Exercise brief:
Continue the GraphQL tutorial from where it stops.

Quoted passage:
..........

Mastering GraphQL with Java and Spring Boot: Build an Event Booking App

Introduction

GraphQL is a powerful query language and runtime for APIs that allows clients to request exactly the data they need. You can think of GraphQL as SQL for APIs where you can select the fields and join the data you need based on a schema. In this comprehensive guide, we'll explore GraphQL fundamentals and build a complete event booking application using Java and Spring Boot.

Before we dive into GraphQL, let's have a look at the evolution of API technologies.

Evolution of RPC/API Technologies

Initially, we had technologies like CORBA (Common Object Request Broker Architecture) and RMI (Remote Method Invocation) for building distributed systems. These technologies were complex and had limitations like language-specific bindings and lack of interoperability.

Then SOAP (Simple Object Access Protocol) was introduced as a standard for exchanging structured information in XML format. SOAP messages were typically sent over HTTP, but they were verbose and complex.

Introduction of REST completely changed the way APIs were built. In REST we identify resources using URIs and use standard HTTP methods like GET, POST, PUT, DELETE to interact with the server. REST APIs are easy to understand and implement and easy to integrate with web applications. REST APIs usually use JSON for data serialization and continue to be most widely used for building APIs.

However, like any other technology REST APIs also have some limitations which make them not suitable for some use cases. gRPC and GraphQL emerged as alternatives to address such scenarios.

Related topics:

• gRPC with Java and Spring Boot

How REST APIs Work and Limitations

Before diving into GraphQL, let's have a look at how traditional REST APIs work:

In REST a resource is identified by a URI (Uniform Resource Identifier), and clients interact with the server using standard HTTP methods like GET, POST, PUT, DELETE. The server sends responses usually in JSON format. REST mostly use HTTP/1.1 for transport.

While REST is simple and widely adopted, it has limitations for some use cases:

• Over-fetching: Getting more data than needed
• Under-fetching: Requiring multiple requests to get related data
• Versioning challenges: Breaking changes require new API versions
• No standard contract: API documentation often becomes outdated

GraphQL emerged as a solution to these problems at Facebook and then it was open-sourced in 2015.

..........

Stored data:
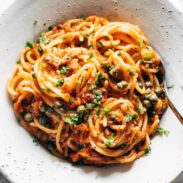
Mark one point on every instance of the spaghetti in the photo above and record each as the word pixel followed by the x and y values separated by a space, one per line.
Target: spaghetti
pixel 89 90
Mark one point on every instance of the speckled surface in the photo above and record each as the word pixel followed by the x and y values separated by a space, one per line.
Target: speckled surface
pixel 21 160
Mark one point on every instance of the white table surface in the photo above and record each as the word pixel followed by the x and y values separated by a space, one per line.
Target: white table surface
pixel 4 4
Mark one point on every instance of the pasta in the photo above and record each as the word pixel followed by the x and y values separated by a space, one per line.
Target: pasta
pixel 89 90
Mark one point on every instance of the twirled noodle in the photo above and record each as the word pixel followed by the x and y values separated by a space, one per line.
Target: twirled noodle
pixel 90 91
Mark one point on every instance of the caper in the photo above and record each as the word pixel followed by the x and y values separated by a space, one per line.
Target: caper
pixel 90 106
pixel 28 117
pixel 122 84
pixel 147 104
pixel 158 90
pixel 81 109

..........

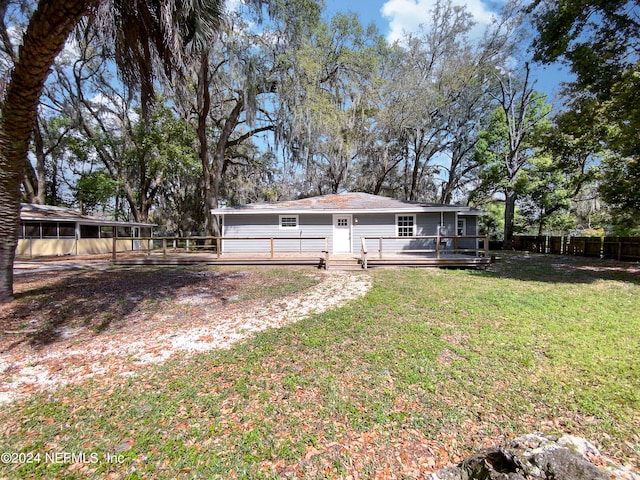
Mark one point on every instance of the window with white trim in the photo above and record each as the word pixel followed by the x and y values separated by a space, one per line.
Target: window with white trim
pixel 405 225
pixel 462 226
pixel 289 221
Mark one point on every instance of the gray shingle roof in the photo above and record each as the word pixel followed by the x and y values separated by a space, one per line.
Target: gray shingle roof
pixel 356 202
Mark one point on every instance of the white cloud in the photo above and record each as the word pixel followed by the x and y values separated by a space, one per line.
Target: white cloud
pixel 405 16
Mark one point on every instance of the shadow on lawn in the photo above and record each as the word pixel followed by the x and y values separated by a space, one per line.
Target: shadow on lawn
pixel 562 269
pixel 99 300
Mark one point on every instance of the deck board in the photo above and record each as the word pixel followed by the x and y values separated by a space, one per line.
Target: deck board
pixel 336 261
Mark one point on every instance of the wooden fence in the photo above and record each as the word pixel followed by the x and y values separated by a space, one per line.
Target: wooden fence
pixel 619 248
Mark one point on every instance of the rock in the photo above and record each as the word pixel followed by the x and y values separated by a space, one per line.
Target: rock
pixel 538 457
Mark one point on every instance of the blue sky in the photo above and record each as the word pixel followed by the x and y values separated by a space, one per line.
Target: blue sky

..........

Reply:
What is GraphQL?

GraphQL is a query language and runtime for APIs that provides a complete and understandable description of the data in your API. It gives clients the power to ask for exactly what they need and nothing more, making it easier to evolve APIs over time.

Key Characteristics of GraphQL

• Single Endpoint: Unlike REST APIs that require multiple endpoints, GraphQL uses a single endpoint for all operations
• Strongly Typed: GraphQL APIs are organized in terms of types and fields, not endpoints
• Client-Driven Queries: Clients specify exactly what data they need
• Real-time Subscriptions: Built-in support for real-time data with subscriptions
• Introspection: APIs are self-documenting and can be explored

REST API Example

To get event details with venue information using REST:

# Multiple requests needed
GET /api/events/1
GET /api/venues/1
GET /api/artists?eventId=1

GraphQL Example

The same data with GraphQL:

query GetEventDetails($id: ID!) {
  event(id: $id) {
    id
    name
    description
    venue {
      name
      address
      capacity
    }
    artists {
      name
      bio
    }
  }
}

When a client sends a GraphQL query, the server intelligently parses the request to understand which backend services need to be queried. It then fetches data from multiple sources (like Event, Venue, and Artists services) in parallel, aggregates all the responses according to the query structure, and returns a single, unified JSON response. This eliminates the need for multiple API calls, reduces network traffic, and provides clients with exactly the data they need in one request.

Core GraphQL Concepts

Schema Definition Language (SDL)

GraphQL uses a schema to define the structure of your API:

type Event {
  id: ID!
  name: String!
  description: String
  eventDate: String!
  venue: Venue!
  artists: [Artist!]!
}

type Venue {
  id: ID!
  name: String!
  address: String!
  capacity: Int!
}

type Artist {
  id: ID!
  name: String!
  bio: String
}


type Query {
    events: [Event!]!
    event(id: ID!): Event
    venues: [Venue!]!
    venue(id: ID!): Venue
}

type Mutation {
    createVenue(venueInput: VenueInput!): Venue!
    createEvent(eventInput: EventInput!): Event!
}

In schema definition language (SDL), we define the schema for the API which includes the data types and the operations that can be performed on the data.

Data Types:
The schema starts by defining core data types (like Event, Venue, Artist), similar to how you define classes in Java. These outline the shape of the data you can query or mutate.

Root Types:

• Query: Specifies all the ways a client can fetch or read data from the API. You can think of it as a GET request in REST.
• Mutation: Specifies all the ways a client can write or change data in the API. You can think of it as a POST, PUT, DELETE request in REST.
• Subscription: Specifies all the ways a client can subscribe to real-time data from the server. This is similar to WebSocket or SSE.

Related topics:

• Real-Time APIs with WebSockets in Java Spring Boot
• Server-Sent Events (SSE) in Java Spring Boot

Queries: Fetching Data

Queries are used to read data from the server. They are analogous to GET requests in REST.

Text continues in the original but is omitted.